(Point labeling data based on photos)
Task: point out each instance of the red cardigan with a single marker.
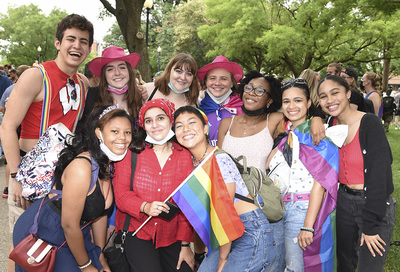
(151, 183)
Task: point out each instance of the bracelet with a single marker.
(307, 229)
(144, 207)
(81, 267)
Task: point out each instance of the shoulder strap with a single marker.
(46, 101)
(229, 129)
(81, 104)
(133, 167)
(152, 94)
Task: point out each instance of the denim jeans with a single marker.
(254, 251)
(293, 220)
(349, 224)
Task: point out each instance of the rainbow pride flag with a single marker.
(205, 201)
(322, 162)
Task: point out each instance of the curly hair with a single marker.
(74, 21)
(85, 140)
(274, 84)
(180, 60)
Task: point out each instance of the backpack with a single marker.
(388, 104)
(37, 167)
(261, 188)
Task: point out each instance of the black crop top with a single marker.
(94, 204)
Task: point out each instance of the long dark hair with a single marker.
(85, 140)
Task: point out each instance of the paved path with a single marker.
(5, 236)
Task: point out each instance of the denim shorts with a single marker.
(254, 251)
(293, 220)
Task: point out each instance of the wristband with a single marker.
(81, 267)
(307, 229)
(144, 207)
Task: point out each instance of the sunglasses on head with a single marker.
(293, 82)
(71, 83)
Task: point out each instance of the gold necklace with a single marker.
(246, 129)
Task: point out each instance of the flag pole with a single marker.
(183, 182)
(191, 174)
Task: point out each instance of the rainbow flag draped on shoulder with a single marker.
(205, 201)
(322, 162)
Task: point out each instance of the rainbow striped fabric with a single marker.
(322, 162)
(205, 201)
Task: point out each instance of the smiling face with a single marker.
(295, 105)
(117, 74)
(74, 47)
(219, 81)
(253, 102)
(181, 78)
(117, 134)
(156, 123)
(190, 130)
(333, 98)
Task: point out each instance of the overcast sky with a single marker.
(88, 8)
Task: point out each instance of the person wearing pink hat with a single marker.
(178, 83)
(117, 82)
(161, 165)
(221, 100)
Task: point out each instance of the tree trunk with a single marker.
(385, 79)
(128, 15)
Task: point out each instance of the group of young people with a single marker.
(168, 130)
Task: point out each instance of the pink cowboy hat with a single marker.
(221, 62)
(111, 54)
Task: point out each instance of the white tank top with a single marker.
(255, 148)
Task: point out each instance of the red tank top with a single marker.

# EXERCISE OBJECTIVE
Rewrite the material from the line holding "Task: point out each instance of the smiling" through the end of the material, both included, as a numbered list, omitting any blank lines.

# EXPECTED ANSWER
1. Task: point out each instance of the smiling face with a single marker.
2. (295, 105)
3. (117, 74)
4. (74, 47)
5. (219, 81)
6. (253, 102)
7. (181, 78)
8. (117, 134)
9. (156, 123)
10. (190, 130)
11. (333, 98)
12. Task: point out each instance of the overcast sky with a single marker.
13. (88, 8)
14. Task: point out each instance of the person wearing pink hat with a single marker.
15. (178, 83)
16. (117, 82)
17. (161, 165)
18. (221, 100)
19. Task: point out each instance of the tree trunk with a single marker.
20. (385, 79)
21. (128, 15)
22. Task: point out each instance of the group of young people with a single marker.
23. (168, 130)
24. Task: point out each instance of the pink cowboy hat with a single marker.
25. (221, 62)
26. (111, 54)
27. Task: point out each instance of the white tank top with a single marker.
28. (255, 148)
29. Task: point out each instance of the red tank top with a single marker.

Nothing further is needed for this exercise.